• Task description: Pick out each line in these entries that contains the string "below".

====================

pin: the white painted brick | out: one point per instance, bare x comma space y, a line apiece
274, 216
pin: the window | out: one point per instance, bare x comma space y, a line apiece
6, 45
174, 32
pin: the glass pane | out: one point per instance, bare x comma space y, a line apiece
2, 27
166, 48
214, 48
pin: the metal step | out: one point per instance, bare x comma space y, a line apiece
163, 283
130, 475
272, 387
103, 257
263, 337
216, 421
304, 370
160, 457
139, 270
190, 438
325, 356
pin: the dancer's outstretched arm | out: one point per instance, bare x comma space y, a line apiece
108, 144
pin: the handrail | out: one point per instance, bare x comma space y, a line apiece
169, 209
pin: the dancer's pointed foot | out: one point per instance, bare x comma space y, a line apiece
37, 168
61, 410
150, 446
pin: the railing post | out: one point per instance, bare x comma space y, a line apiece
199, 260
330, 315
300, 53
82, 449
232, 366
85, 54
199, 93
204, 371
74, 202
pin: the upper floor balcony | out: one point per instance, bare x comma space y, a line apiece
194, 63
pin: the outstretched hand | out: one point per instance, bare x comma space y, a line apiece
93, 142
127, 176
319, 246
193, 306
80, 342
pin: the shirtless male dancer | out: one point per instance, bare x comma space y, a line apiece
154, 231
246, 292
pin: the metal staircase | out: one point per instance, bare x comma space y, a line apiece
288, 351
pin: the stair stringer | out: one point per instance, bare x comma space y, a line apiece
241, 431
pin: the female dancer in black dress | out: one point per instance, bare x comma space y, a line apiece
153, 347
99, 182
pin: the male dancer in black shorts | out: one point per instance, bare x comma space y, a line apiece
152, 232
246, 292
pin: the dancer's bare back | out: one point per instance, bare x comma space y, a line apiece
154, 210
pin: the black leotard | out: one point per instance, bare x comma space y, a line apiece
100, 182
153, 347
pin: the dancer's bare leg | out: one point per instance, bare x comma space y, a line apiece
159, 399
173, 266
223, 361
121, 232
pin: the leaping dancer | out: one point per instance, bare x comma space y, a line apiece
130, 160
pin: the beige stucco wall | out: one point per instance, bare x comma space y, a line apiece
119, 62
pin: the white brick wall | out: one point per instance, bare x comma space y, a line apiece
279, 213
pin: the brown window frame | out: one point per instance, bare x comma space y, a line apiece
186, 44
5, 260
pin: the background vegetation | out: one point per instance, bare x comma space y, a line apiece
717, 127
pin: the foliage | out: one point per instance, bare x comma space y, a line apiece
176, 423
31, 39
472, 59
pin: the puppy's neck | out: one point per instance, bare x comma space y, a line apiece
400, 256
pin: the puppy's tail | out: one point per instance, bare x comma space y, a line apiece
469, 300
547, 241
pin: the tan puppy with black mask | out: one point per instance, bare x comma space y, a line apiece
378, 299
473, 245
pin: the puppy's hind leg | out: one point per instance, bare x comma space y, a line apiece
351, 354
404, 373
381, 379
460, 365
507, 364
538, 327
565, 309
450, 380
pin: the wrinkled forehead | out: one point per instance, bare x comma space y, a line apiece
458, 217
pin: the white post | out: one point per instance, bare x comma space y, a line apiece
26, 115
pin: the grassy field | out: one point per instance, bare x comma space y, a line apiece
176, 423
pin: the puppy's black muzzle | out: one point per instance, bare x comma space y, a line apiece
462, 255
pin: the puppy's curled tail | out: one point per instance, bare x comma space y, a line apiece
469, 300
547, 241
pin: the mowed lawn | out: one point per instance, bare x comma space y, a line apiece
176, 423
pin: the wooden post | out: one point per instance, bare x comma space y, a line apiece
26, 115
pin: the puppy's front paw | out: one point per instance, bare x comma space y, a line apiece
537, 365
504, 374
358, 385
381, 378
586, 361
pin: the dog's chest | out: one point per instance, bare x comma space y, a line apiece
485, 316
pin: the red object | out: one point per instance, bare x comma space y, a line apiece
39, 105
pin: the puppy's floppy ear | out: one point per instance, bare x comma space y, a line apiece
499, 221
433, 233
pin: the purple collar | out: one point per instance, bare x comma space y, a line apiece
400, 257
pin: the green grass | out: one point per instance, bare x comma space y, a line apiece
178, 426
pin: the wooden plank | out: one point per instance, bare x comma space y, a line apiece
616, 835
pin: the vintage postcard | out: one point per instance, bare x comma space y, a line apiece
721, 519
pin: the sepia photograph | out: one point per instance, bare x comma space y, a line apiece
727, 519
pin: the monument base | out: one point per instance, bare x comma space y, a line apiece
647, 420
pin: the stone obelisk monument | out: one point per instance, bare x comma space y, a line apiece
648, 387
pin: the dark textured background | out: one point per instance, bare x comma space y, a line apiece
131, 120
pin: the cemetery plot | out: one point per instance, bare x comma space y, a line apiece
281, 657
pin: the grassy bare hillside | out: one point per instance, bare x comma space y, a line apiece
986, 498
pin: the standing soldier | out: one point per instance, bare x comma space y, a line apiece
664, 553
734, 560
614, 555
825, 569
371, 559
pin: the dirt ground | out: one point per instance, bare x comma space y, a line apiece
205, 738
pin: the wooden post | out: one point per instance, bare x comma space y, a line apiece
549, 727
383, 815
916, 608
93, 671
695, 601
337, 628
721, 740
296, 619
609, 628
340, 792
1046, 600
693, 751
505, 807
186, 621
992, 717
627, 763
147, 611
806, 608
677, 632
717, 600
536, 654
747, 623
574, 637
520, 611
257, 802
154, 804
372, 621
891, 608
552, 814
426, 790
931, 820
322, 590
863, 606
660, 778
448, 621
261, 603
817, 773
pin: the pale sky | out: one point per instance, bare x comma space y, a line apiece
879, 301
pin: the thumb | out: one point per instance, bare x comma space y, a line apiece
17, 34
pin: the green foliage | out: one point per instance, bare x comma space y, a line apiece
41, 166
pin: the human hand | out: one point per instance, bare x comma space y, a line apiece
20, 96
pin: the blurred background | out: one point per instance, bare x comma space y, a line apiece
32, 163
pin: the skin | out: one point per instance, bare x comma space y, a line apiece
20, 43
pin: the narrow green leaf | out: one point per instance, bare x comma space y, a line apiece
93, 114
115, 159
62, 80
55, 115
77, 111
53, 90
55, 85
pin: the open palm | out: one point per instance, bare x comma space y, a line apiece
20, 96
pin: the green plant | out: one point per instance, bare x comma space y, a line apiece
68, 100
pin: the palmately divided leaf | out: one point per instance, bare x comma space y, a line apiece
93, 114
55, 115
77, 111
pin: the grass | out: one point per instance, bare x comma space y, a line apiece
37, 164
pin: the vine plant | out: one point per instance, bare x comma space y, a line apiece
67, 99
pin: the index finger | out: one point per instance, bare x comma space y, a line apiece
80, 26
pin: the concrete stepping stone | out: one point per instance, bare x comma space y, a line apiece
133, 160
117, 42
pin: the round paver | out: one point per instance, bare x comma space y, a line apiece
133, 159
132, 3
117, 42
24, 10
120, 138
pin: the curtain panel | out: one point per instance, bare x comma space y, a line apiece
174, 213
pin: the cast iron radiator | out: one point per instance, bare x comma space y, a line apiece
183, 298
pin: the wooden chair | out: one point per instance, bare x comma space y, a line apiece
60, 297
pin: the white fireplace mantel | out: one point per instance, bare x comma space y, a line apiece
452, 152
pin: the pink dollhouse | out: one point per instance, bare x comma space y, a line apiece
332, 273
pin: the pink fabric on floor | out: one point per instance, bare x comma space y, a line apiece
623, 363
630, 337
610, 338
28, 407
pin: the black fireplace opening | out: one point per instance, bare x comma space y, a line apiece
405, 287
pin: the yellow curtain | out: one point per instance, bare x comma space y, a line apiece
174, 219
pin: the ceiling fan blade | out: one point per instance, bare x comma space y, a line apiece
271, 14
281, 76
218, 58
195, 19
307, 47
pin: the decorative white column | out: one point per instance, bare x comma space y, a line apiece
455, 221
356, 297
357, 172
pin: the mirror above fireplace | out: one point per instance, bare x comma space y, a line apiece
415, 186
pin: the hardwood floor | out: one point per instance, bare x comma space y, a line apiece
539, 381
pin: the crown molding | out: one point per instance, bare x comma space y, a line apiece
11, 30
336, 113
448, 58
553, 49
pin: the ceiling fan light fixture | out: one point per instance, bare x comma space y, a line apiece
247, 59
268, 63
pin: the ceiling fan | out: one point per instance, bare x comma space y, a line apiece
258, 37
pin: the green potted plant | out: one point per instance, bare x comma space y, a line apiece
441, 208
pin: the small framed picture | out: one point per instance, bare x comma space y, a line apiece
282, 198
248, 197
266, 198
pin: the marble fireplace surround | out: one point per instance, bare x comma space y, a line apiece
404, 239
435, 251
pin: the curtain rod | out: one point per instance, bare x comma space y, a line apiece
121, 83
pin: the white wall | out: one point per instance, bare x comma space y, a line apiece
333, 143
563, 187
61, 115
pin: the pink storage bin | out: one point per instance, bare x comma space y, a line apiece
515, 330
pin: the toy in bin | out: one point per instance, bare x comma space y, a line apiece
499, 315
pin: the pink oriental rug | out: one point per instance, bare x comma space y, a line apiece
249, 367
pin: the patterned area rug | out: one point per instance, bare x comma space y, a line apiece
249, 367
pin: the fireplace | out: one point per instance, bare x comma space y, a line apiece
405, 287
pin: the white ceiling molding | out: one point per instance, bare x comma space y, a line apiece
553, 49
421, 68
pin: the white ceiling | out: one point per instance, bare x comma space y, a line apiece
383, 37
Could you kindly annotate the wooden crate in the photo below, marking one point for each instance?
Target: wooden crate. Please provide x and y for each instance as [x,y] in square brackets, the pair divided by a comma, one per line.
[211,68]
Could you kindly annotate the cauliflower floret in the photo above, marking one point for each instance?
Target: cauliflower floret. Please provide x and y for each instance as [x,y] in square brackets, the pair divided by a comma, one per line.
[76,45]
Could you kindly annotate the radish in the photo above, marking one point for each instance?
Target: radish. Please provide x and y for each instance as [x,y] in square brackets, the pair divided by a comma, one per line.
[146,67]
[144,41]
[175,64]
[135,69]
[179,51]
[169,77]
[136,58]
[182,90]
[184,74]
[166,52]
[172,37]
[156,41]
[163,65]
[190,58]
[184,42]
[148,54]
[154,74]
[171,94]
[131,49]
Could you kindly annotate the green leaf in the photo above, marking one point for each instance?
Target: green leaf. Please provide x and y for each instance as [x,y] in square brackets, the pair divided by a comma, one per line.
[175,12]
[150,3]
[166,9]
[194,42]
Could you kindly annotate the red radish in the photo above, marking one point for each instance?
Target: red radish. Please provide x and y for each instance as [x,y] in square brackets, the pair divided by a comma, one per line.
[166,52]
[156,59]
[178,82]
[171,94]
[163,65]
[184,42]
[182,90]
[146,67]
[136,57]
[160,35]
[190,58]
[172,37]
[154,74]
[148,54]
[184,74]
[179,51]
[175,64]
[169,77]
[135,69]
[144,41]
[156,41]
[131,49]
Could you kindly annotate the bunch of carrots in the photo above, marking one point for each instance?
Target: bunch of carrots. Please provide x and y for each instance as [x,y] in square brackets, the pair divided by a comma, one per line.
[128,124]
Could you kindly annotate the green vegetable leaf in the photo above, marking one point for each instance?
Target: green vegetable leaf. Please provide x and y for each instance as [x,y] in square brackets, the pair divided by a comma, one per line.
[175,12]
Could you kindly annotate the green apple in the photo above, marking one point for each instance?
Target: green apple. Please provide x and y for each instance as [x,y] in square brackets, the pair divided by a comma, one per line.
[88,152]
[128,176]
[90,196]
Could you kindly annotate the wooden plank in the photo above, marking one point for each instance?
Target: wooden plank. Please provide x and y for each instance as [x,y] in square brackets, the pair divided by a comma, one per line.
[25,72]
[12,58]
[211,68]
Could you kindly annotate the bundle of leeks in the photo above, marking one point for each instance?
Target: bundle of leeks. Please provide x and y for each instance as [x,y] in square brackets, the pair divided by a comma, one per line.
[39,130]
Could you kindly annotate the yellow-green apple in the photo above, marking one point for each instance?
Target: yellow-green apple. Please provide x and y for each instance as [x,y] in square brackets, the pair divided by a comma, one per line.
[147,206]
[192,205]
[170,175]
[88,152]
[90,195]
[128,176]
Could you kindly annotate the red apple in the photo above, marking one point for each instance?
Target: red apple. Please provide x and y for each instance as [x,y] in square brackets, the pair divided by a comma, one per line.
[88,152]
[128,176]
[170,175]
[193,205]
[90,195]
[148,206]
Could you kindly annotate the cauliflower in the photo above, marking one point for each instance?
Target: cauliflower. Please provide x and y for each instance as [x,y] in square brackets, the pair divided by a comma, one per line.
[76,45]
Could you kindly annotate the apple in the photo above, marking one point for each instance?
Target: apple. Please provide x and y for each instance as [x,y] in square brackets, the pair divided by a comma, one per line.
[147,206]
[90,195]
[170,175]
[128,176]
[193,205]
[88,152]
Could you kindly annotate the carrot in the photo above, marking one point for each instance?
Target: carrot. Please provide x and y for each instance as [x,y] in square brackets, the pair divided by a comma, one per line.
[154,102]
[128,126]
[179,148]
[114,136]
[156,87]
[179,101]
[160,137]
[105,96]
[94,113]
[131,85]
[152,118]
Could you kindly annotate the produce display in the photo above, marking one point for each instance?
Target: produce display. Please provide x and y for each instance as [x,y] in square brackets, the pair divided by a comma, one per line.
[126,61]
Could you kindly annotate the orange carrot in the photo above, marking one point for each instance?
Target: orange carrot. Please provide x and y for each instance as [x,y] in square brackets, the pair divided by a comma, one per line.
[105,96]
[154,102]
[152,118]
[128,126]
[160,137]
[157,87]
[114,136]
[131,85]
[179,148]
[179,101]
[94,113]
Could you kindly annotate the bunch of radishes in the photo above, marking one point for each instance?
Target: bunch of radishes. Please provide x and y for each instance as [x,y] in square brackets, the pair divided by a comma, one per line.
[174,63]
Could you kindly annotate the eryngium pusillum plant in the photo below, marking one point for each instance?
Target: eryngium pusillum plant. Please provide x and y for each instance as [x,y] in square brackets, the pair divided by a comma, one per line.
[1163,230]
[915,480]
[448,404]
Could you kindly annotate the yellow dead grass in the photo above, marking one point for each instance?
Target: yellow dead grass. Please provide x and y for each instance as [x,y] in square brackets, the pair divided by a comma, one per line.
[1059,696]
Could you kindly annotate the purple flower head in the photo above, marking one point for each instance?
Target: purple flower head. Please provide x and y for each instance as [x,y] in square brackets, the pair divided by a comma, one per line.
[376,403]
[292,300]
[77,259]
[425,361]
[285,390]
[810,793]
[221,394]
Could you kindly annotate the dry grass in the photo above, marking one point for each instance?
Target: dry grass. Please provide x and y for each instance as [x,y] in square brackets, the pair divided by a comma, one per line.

====================

• Solution for this exercise:
Could you kindly annotate the wooden crate in the photo below, marking one point for each instance?
Could you kindly annotate the eryngium pusillum plant in the photo below, marking one point for each instance?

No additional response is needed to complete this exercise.